[TEXTAUSZUG]

=-=-=-=-=

Ideenwettbewerb für den Schlossplatz: Mit dem Rücken zum Schloss

Studierende liefern Ideen für die Umgebung des Humboldt-Forums. Doch verspielte Entwürfe haben keine Chance.

Wasserbecken und schön viel Platz zum Flanieren: der Entwurf von Franziska Leis. Bild: Präsentation der Gewinnerentwürfe

Liebhaber schwerer Baumaschinen werden in Mitte noch lange ihre Freude haben. Gerade besetzen Kräne und Betonsilos vom Bau der U5 den Platz, der wieder Schlossplatz werden soll. Den Wunsch zur Rekonstruktion des Gewesenen bezeugen Modellfassaden für das Schloss und Schinkels Bauakademie. Zwischen den Bauzäunen wirbt die Humboldtbox für das Konzept des Humboldt-Forums.

=-=-=-=-=

[VORLIEGENDE DATEN]

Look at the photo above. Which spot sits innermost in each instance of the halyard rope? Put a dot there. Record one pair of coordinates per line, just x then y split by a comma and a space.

=-=-=-=-=

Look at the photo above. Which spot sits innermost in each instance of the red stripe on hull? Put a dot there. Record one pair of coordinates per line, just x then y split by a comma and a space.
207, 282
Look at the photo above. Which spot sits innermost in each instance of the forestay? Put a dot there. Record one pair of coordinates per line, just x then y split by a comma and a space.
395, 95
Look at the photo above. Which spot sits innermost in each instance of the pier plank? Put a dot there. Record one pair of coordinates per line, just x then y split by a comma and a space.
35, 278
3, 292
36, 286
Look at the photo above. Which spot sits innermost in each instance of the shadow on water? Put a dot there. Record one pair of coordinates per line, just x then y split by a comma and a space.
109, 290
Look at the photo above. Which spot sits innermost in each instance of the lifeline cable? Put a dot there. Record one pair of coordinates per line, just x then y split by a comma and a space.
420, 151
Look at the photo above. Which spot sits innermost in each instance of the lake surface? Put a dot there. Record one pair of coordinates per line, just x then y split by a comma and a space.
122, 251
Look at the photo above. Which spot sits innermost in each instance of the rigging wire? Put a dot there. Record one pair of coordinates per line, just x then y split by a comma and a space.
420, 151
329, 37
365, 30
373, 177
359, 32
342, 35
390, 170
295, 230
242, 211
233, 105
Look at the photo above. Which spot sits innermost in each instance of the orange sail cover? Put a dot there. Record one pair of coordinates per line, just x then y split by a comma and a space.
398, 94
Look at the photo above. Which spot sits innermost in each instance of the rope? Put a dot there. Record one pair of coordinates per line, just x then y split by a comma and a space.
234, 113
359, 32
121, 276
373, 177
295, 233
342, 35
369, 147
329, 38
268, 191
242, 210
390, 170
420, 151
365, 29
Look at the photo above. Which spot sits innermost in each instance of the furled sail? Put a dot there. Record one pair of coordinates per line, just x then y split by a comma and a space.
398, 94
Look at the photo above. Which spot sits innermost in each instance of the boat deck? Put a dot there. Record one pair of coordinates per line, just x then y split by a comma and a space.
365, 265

=-=-=-=-=

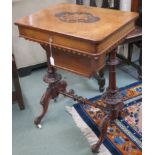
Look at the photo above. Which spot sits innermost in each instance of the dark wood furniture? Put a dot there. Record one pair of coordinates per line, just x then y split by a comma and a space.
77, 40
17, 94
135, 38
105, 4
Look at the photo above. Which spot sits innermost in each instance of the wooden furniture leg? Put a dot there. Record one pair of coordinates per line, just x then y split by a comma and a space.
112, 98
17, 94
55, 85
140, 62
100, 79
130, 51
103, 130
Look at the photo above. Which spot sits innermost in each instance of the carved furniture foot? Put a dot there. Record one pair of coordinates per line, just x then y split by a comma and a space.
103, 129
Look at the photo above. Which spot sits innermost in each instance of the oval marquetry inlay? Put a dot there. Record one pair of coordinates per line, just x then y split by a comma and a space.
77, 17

=-=-=-=-=

[AUFGABE]
Gib aus dem Artikel zum Schlossplatz die Stelle zwischen „Studierende liefern Ideen“ und „Konzept des Humboldt-Forums.“ Wort für Wort wieder, Anfang und Ende eingeschlossen.

[ERGEBNIS]
Studierende liefern Ideen für die Umgebung des Humboldt-Forums. Doch verspielte Entwürfe haben keine Chance.

Wasserbecken und schön viel Platz zum Flanieren: der Entwurf von Franziska Leis. Bild: Präsentation der Gewinnerentwürfe

Liebhaber schwerer Baumaschinen werden in Mitte noch lange ihre Freude haben. Gerade besetzen Kräne und Betonsilos vom Bau der U5 den Platz, der wieder Schlossplatz werden soll. Den Wunsch zur Rekonstruktion des Gewesenen bezeugen Modellfassaden für das Schloss und Schinkels Bauakademie. Zwischen den Bauzäunen wirbt die Humboldtbox für das Konzept des Humboldt-Forums.